» **Requirements**
Repeat the records word for word, from the very start down through the line that contains "Give the mask of the tall".

Records from a collection:
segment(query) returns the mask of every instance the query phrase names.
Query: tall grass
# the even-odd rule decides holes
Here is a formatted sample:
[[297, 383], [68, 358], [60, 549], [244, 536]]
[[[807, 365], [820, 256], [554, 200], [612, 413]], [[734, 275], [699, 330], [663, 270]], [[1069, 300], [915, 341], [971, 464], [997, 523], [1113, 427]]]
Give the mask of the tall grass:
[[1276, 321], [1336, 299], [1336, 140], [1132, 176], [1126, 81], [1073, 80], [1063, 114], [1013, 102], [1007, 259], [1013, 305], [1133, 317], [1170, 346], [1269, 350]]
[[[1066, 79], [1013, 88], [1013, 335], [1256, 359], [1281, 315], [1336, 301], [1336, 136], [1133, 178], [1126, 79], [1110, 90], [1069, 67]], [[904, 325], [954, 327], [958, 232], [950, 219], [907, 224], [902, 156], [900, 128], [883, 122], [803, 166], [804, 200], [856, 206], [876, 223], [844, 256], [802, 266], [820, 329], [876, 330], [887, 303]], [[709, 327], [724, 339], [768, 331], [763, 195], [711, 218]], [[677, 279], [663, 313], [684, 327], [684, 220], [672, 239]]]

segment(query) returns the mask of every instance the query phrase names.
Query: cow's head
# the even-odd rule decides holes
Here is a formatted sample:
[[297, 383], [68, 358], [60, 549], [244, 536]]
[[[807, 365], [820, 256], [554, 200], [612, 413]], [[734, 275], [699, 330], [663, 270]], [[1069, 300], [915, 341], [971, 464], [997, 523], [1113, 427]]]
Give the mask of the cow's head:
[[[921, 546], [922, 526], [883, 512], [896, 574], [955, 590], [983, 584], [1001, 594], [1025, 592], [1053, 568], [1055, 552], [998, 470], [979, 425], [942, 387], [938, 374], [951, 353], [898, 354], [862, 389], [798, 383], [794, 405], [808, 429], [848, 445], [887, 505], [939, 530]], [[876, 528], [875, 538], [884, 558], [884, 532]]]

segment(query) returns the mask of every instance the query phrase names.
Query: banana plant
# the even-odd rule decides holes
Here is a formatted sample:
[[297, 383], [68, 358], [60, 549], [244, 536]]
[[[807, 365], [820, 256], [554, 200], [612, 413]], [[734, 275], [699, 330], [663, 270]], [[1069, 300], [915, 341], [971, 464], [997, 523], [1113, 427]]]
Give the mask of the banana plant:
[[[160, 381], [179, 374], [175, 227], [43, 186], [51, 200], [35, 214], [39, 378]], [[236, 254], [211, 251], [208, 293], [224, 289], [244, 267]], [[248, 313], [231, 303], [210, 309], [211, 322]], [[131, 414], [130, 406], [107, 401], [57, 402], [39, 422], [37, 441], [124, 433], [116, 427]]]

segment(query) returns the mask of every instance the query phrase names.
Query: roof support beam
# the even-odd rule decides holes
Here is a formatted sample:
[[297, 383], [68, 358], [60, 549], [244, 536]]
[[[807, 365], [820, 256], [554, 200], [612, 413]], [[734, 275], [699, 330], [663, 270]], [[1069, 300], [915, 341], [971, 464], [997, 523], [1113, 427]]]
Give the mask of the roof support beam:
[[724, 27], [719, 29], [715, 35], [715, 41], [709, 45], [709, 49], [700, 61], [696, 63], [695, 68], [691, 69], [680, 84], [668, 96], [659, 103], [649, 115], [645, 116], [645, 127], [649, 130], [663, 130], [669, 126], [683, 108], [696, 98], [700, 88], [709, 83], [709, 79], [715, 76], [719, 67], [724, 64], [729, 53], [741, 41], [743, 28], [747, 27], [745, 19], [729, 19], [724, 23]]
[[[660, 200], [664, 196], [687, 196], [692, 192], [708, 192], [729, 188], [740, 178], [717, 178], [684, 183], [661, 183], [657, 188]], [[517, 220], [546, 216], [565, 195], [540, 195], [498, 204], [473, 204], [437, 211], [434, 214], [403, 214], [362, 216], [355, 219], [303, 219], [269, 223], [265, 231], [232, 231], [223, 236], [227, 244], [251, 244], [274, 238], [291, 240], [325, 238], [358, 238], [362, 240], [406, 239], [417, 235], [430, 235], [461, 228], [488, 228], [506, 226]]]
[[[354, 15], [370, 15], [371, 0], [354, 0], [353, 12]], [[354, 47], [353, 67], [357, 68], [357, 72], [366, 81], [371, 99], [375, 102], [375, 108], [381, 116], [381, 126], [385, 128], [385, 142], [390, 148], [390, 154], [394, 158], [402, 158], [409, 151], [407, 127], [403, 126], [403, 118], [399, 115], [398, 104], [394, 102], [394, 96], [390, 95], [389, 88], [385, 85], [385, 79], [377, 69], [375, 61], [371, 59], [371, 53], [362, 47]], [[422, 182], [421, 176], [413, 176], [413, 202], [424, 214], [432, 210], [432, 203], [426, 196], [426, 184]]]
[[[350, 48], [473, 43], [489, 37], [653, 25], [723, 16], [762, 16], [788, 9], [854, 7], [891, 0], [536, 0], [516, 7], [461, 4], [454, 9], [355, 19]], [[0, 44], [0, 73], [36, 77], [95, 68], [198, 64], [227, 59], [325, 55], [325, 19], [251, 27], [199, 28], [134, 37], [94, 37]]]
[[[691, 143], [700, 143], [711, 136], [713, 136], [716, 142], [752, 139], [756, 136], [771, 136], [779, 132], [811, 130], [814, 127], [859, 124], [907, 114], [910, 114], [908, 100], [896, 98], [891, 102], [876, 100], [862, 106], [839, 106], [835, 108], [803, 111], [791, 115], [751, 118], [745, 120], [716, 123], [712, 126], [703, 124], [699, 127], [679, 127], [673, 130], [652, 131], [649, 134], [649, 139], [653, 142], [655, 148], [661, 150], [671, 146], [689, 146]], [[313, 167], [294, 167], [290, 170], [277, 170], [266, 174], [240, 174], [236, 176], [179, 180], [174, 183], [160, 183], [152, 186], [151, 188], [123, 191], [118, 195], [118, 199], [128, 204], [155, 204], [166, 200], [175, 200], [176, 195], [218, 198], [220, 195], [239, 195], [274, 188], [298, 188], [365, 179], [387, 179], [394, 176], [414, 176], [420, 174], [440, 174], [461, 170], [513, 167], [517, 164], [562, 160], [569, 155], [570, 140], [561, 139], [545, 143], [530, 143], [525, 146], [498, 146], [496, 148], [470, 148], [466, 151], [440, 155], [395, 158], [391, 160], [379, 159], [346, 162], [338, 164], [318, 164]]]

» **Finished answer**
segment(query) returns the mask of every instance the query phrase names.
Query: tall grass
# the even-odd rule decides holes
Here is a formatted sample:
[[297, 383], [68, 358], [60, 549], [244, 536]]
[[[807, 365], [820, 256], [554, 200], [612, 413]], [[734, 275], [699, 330], [663, 270]], [[1069, 300], [915, 341], [971, 464], [997, 523], [1113, 427]]]
Give the mask of the tall grass:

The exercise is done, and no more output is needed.